[Qemu-devel] [PATCH] migration: fix exec/fd migrations

Juan Quintela posted 1 patch 7 years, 5 months ago
Patches applied successfully (tree, apply log)
git fetch https://github.com/patchew-project/qemu tags/patchew/20180523091411.1073-1-quintela@redhat.com
Test checkpatch passed
Test docker-mingw@fedora passed
Test docker-quick@centos7 passed
Test s390x passed
migration/exec.c | 4 ++++
migration/fd.c   | 4 ++++
2 files changed, 8 insertions(+)
[Qemu-devel] [PATCH] migration: fix exec/fd migrations
Posted by Juan Quintela 7 years, 5 months ago
Commit:

commit 36c2f8be2c4eb0003ac77a14910842b7ddd7337e
Author: Juan Quintela <quintela@redhat.com>
Date:   Wed Mar 7 08:40:52 2018 +0100

    migration: Delay start of migration main routines

Missed tcp and fd transports.  This fix its.

Reported-by: Kevin Wolf <kwolf@redhat.com>
Signed-off-by: Juan Quintela <quintela@redhat.com>
---
 migration/exec.c | 4 ++++
 migration/fd.c   | 4 ++++
 2 files changed, 8 insertions(+)

diff --git a/migration/exec.c b/migration/exec.c
index 9d0f82f1f0..0bbeb63c97 100644
--- a/migration/exec.c
+++ b/migration/exec.c
@@ -20,6 +20,7 @@
 #include "qemu/osdep.h"

☆ ☆ ☆ ☆ ☆

• _REQUESTS_
A) Answer these from the patch page:
(i) Who is credited with reporting the problem?
(ii) Which two files does the patch change?
(iii) How many insertions does it make in total?
B) From the patch page, write out word for word the part that opens with the words containing "commit 36c2f8be2c4eb0003ac77a14910842b7ddd7337e" and closes with "This fix its.".
Work only from the patch page.

• _RAW DATA_
☆ ☆ ☆ ☆ ☆

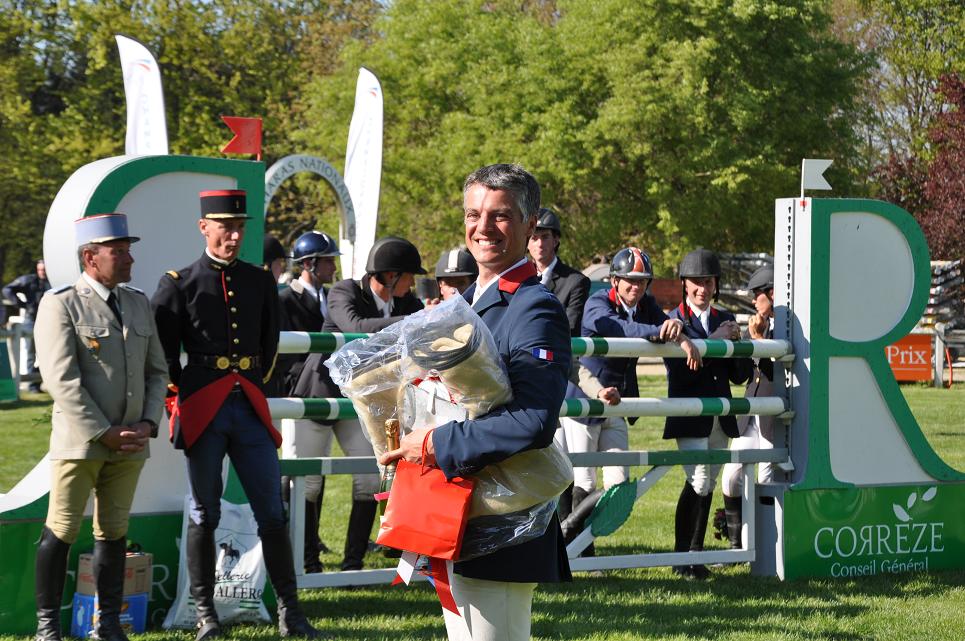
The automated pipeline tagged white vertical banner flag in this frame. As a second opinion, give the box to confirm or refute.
[339,67,382,278]
[801,158,834,198]
[115,36,168,156]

☆ ☆ ☆ ☆ ☆

• _EXERCISE SOLUTIONS_
A)
(i) Kevin Wolf
(ii) migration/exec.c and migration/fd.c
(iii) 8

B)
commit 36c2f8be2c4eb0003ac77a14910842b7ddd7337e
Author: Juan Quintela <quintela@redhat.com>
Date:   Wed Mar 7 08:40:52 2018 +0100

    migration: Delay start of migration main routines

Missed tcp and fd transports.  This fix its.